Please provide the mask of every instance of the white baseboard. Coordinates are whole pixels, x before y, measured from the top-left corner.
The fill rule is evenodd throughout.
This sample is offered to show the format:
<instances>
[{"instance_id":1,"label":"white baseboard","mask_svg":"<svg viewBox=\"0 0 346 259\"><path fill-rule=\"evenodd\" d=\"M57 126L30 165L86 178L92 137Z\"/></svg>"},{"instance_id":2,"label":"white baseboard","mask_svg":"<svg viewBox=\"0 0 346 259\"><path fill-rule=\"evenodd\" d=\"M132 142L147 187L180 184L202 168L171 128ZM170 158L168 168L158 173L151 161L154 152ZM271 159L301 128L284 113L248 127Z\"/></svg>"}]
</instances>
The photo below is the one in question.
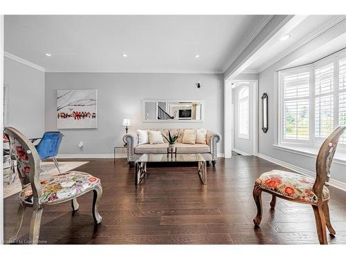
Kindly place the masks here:
<instances>
[{"instance_id":1,"label":"white baseboard","mask_svg":"<svg viewBox=\"0 0 346 259\"><path fill-rule=\"evenodd\" d=\"M59 154L57 158L113 158L113 154ZM224 157L223 153L217 153L218 157ZM127 154L116 153L116 158L127 157Z\"/></svg>"},{"instance_id":2,"label":"white baseboard","mask_svg":"<svg viewBox=\"0 0 346 259\"><path fill-rule=\"evenodd\" d=\"M242 151L241 150L239 150L239 149L237 149L237 148L233 148L232 151L235 151L235 152L237 152L238 154L240 154L240 155L251 155L250 154L248 154L246 152Z\"/></svg>"},{"instance_id":3,"label":"white baseboard","mask_svg":"<svg viewBox=\"0 0 346 259\"><path fill-rule=\"evenodd\" d=\"M291 164L286 163L286 162L279 160L276 158L268 157L268 155L258 153L257 156L259 157L263 158L267 161L271 162L272 163L278 164L280 166L286 167L286 169L294 171L295 172L301 173L302 175L309 176L311 178L315 178L316 177L316 173L315 172L311 172L311 171L302 169L301 167L295 166ZM330 186L340 189L343 191L346 191L346 183L334 180L332 178L329 179L329 184Z\"/></svg>"},{"instance_id":4,"label":"white baseboard","mask_svg":"<svg viewBox=\"0 0 346 259\"><path fill-rule=\"evenodd\" d=\"M59 154L57 158L113 158L113 154ZM127 157L126 154L117 154L116 157Z\"/></svg>"}]
</instances>

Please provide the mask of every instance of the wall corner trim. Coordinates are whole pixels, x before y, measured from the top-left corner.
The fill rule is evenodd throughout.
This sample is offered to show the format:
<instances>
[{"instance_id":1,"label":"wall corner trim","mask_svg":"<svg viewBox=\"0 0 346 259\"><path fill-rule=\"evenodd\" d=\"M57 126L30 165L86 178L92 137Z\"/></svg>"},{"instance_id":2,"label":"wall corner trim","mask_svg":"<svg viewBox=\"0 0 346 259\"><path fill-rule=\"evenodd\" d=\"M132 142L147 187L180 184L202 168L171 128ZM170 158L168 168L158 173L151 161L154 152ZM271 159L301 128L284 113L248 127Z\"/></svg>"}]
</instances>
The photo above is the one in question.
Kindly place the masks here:
<instances>
[{"instance_id":1,"label":"wall corner trim","mask_svg":"<svg viewBox=\"0 0 346 259\"><path fill-rule=\"evenodd\" d=\"M274 163L274 164L278 164L280 166L286 167L286 169L294 171L295 172L299 173L302 175L309 176L309 177L311 177L313 178L316 178L316 173L315 172L311 172L309 170L304 169L301 167L296 166L293 165L291 164L286 163L286 162L281 161L281 160L277 160L276 158L271 157L268 155L263 155L261 153L258 153L257 156L260 158L265 160L267 160L267 161L271 162L272 163ZM334 187L336 187L336 188L338 188L338 189L340 189L343 191L346 191L346 183L345 182L340 182L340 181L338 181L336 180L330 178L329 184L330 186L332 186Z\"/></svg>"},{"instance_id":2,"label":"wall corner trim","mask_svg":"<svg viewBox=\"0 0 346 259\"><path fill-rule=\"evenodd\" d=\"M30 67L35 68L35 69L37 69L40 71L45 72L44 68L39 66L38 65L36 65L35 64L33 64L30 61L28 61L28 60L22 59L21 57L17 57L13 54L11 54L11 53L9 53L9 52L4 51L3 52L3 57L7 57L8 59L10 59L12 60L15 60L17 62L24 64L24 65L30 66Z\"/></svg>"}]
</instances>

• • •

Pull out every line of the material above that contains the word "wall", copying each line in full.

• **The response**:
Please provide the mask of every instance of the wall corner trim. Coordinates are whole pixels, x before y, measured from the top-left corner.
[{"instance_id":1,"label":"wall corner trim","mask_svg":"<svg viewBox=\"0 0 346 259\"><path fill-rule=\"evenodd\" d=\"M57 126L30 165L86 178L92 137Z\"/></svg>"},{"instance_id":2,"label":"wall corner trim","mask_svg":"<svg viewBox=\"0 0 346 259\"><path fill-rule=\"evenodd\" d=\"M132 142L147 187L180 184L202 168L171 128ZM170 158L168 168L158 173L151 161L154 152ZM271 159L301 128L284 113L248 127Z\"/></svg>"}]
[{"instance_id":1,"label":"wall corner trim","mask_svg":"<svg viewBox=\"0 0 346 259\"><path fill-rule=\"evenodd\" d=\"M274 163L274 164L278 164L280 166L286 167L286 169L294 171L295 172L299 173L302 175L309 176L309 177L311 177L313 178L316 178L316 173L315 172L311 172L309 170L304 169L301 167L296 166L293 165L291 164L286 163L286 162L281 161L281 160L277 160L276 158L271 157L268 155L263 155L261 153L258 153L257 156L260 158L265 160L267 160L267 161L271 162L272 163ZM334 187L336 187L336 188L338 188L338 189L340 189L343 191L346 191L346 183L345 182L340 182L340 181L338 181L336 180L330 178L329 184L330 186L332 186Z\"/></svg>"},{"instance_id":2,"label":"wall corner trim","mask_svg":"<svg viewBox=\"0 0 346 259\"><path fill-rule=\"evenodd\" d=\"M30 67L35 68L35 69L37 69L40 71L45 72L44 68L39 66L38 65L36 65L35 64L33 64L30 61L28 61L28 60L22 59L21 57L17 57L13 54L11 54L11 53L9 53L9 52L4 51L3 52L3 57L7 57L8 59L10 59L12 60L15 60L17 62L24 64L24 65L30 66Z\"/></svg>"}]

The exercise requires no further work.